>>>
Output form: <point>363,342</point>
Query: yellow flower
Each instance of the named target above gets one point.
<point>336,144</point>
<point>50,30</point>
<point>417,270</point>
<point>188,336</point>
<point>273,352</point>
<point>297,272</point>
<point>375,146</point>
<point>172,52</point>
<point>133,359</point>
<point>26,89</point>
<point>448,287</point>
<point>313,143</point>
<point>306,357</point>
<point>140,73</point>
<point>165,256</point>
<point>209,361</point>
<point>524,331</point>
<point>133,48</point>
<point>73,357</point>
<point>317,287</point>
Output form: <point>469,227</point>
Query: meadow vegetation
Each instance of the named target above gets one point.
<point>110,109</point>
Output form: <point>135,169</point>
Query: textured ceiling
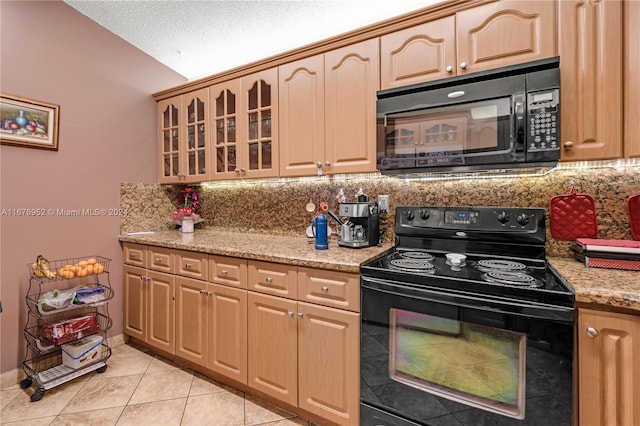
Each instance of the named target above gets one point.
<point>200,38</point>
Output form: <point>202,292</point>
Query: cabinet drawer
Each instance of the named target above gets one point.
<point>229,271</point>
<point>273,278</point>
<point>329,288</point>
<point>160,259</point>
<point>191,264</point>
<point>134,254</point>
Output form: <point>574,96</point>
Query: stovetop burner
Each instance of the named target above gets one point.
<point>501,252</point>
<point>512,278</point>
<point>489,265</point>
<point>410,264</point>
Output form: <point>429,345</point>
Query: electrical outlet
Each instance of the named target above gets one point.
<point>383,203</point>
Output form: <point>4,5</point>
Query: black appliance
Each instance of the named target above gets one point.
<point>506,118</point>
<point>465,323</point>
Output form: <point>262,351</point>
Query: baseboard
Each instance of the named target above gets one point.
<point>13,377</point>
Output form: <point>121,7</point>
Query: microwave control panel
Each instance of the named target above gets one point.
<point>543,112</point>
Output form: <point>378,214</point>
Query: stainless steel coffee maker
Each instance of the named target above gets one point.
<point>362,229</point>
<<<
Reprint exactly the lines above that start at the one with "Query: electrical outlet" and end at the one with "Query: microwave control panel", keeping both and adding none.

ANSWER BOX
Query: electrical outlet
Each instance of the named target above gets one point.
<point>383,203</point>
Output form: <point>4,5</point>
Query: black appliance
Each instance of the named target above gets one point.
<point>506,118</point>
<point>465,323</point>
Output form: <point>262,351</point>
Query: baseboard
Each instance of the named target above gets one point.
<point>13,377</point>
Output form: <point>121,7</point>
Query: microwave control panel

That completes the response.